● **Assignment**
Set down exactly the lines from the one containing "white sneaker, the" through the end of the records below, both included, and nothing else.

● **Data excerpts**
▬▬▬
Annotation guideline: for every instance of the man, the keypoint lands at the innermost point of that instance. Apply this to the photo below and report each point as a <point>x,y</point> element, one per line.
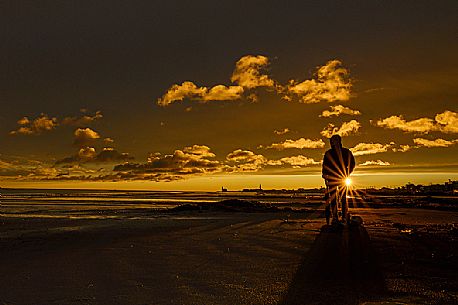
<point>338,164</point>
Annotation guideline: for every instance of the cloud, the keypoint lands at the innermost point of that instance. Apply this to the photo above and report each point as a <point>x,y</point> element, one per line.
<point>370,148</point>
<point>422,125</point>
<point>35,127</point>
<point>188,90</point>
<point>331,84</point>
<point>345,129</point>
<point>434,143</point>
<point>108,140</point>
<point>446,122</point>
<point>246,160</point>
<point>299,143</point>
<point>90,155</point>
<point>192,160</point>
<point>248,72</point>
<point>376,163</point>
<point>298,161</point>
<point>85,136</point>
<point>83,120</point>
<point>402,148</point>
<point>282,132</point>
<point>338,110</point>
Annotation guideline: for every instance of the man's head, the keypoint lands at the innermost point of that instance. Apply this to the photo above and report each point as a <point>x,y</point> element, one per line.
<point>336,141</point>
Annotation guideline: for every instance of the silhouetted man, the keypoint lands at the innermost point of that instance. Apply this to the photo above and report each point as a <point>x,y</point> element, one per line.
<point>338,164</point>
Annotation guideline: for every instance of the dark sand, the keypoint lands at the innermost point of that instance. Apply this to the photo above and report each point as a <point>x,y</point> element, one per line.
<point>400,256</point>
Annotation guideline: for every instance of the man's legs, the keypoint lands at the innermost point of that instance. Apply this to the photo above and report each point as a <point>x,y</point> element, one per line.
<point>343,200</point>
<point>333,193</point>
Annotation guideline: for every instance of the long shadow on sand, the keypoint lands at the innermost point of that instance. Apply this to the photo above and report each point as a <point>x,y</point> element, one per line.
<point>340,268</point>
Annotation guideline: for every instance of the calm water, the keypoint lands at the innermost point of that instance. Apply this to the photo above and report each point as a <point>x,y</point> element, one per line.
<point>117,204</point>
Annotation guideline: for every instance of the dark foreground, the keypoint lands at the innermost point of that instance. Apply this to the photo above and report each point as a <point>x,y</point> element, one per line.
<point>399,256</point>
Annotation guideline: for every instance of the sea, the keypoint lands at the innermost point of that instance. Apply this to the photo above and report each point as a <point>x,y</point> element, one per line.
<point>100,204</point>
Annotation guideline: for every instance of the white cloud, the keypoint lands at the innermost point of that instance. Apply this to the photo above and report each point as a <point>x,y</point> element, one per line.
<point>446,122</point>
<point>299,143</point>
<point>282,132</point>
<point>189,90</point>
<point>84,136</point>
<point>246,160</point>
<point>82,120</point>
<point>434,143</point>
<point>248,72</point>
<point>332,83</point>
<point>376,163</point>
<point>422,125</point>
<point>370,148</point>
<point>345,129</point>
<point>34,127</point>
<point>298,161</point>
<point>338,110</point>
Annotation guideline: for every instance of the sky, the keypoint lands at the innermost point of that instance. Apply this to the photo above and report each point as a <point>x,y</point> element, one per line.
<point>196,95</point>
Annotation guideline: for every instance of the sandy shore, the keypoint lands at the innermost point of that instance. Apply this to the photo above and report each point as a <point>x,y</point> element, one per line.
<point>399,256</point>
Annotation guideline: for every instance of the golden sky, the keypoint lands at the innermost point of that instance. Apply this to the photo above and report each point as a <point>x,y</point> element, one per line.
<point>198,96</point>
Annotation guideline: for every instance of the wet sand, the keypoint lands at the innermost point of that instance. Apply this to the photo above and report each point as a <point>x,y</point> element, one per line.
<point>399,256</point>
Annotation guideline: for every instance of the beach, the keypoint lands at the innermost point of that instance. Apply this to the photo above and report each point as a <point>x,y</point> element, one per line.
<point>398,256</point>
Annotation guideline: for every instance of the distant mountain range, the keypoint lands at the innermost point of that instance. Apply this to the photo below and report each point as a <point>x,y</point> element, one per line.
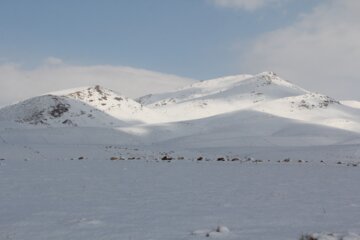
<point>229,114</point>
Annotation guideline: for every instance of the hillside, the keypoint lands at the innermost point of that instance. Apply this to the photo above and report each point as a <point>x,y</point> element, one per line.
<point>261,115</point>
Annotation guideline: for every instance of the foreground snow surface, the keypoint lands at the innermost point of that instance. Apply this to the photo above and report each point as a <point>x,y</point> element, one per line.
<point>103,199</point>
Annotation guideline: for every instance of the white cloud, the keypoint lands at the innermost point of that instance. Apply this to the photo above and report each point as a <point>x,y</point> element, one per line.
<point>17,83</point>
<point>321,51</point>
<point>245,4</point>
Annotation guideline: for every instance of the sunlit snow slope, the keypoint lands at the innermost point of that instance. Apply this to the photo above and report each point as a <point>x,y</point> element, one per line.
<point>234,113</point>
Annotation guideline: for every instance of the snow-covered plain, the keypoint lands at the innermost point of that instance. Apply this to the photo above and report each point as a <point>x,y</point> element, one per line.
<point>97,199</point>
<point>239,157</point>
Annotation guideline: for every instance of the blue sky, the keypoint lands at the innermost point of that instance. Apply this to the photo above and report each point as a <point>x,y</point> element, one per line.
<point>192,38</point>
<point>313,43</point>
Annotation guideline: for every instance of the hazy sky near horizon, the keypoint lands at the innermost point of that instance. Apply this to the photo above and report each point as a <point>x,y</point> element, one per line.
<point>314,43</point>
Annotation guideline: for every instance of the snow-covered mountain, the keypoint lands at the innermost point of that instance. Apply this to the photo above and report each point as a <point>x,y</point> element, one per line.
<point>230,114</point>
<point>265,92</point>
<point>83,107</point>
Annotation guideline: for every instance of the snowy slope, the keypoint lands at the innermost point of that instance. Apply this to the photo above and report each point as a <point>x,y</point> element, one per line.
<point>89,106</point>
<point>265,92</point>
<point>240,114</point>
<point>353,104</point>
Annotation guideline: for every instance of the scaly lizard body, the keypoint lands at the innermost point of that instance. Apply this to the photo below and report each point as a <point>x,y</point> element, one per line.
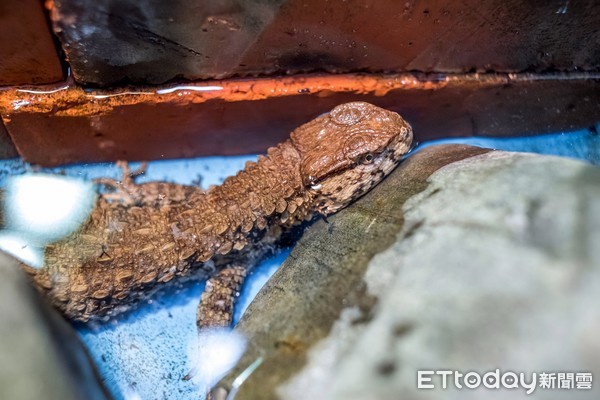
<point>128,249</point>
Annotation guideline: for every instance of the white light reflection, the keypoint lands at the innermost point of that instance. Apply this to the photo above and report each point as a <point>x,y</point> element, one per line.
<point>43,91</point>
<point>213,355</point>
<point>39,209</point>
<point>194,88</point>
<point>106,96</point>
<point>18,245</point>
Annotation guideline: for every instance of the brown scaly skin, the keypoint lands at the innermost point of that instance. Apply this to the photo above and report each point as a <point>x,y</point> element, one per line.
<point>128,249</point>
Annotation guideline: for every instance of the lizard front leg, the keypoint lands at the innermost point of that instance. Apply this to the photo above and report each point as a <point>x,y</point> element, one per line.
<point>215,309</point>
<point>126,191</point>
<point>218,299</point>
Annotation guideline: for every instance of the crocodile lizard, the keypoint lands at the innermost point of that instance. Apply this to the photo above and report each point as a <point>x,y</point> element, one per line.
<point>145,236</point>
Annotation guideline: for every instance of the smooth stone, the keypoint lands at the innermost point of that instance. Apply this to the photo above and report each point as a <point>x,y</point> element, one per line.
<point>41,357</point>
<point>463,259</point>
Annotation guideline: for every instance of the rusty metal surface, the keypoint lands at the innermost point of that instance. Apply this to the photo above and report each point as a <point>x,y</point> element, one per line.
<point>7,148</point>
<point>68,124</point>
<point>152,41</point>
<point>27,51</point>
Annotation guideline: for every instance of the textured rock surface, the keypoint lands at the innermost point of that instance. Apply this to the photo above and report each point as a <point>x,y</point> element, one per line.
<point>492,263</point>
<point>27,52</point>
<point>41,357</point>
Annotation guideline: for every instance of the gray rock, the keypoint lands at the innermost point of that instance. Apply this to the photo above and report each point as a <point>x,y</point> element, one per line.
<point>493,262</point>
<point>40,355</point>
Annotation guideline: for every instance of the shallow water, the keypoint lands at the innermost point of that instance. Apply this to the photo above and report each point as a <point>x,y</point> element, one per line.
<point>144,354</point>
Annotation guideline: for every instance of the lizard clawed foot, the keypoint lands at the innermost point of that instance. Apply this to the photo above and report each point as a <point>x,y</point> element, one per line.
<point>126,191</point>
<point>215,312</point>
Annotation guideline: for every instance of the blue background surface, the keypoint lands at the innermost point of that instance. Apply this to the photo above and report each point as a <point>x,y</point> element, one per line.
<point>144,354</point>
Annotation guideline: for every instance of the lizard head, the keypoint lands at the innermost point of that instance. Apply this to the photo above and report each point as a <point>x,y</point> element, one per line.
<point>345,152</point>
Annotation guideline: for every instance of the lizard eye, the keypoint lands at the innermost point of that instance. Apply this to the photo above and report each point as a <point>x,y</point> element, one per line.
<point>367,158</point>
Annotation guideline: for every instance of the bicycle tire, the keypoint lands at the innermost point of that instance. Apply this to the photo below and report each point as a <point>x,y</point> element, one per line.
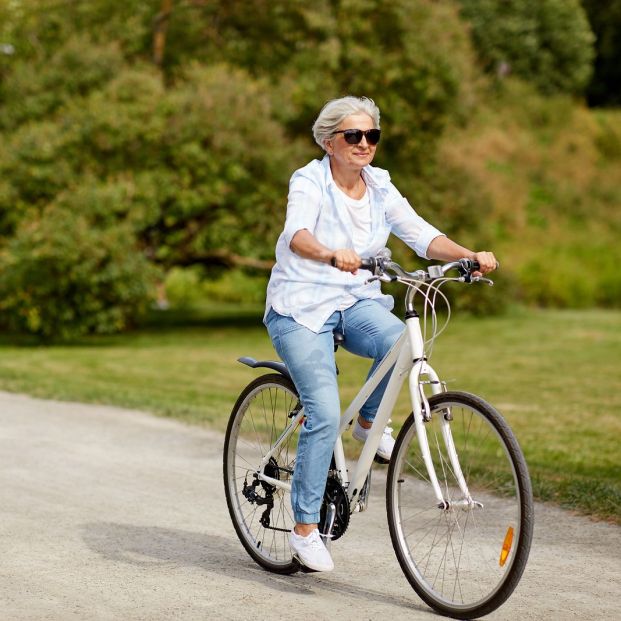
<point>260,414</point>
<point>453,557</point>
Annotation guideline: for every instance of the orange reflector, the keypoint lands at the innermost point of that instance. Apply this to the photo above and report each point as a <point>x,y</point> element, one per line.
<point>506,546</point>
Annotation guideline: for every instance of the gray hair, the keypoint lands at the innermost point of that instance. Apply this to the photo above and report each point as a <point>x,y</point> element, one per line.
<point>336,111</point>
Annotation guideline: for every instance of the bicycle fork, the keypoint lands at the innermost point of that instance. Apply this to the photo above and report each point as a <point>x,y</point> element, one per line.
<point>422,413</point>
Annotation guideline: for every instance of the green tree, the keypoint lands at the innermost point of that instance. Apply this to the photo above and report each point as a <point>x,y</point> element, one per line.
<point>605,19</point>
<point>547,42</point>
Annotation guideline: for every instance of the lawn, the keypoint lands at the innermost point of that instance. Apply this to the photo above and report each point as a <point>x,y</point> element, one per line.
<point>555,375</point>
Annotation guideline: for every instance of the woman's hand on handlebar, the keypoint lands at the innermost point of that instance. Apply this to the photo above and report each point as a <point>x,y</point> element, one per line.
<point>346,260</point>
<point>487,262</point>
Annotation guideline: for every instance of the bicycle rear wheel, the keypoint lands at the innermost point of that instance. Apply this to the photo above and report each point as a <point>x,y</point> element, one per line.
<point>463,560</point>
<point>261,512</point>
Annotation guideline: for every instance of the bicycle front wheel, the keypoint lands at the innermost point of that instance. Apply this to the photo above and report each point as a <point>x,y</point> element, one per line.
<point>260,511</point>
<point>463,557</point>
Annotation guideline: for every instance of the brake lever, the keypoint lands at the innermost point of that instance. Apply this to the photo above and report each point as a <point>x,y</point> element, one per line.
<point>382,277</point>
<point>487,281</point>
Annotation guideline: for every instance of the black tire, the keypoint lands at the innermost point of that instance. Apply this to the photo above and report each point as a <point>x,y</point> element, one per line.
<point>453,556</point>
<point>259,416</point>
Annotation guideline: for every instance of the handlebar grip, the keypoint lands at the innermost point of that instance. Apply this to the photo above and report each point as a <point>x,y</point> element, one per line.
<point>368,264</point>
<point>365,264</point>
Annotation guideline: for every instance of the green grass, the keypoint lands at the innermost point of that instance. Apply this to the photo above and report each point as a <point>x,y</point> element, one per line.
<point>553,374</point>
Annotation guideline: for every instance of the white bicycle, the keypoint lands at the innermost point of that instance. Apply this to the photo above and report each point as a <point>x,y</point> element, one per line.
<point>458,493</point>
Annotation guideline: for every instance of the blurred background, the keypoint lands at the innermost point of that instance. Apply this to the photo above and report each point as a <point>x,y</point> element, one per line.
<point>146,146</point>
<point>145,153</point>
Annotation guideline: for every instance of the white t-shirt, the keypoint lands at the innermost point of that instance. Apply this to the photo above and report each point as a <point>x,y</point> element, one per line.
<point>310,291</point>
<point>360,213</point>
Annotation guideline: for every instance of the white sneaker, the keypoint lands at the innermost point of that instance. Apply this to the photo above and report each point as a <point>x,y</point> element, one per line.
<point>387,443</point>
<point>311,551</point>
▬▬▬
● **Exercise result**
Annotation guideline: for every instance of the white sneaker, the keypoint lands at the innermost point of that instance. Apply this to the photo above and report each point as a <point>x,y</point> element, one per line.
<point>387,443</point>
<point>311,551</point>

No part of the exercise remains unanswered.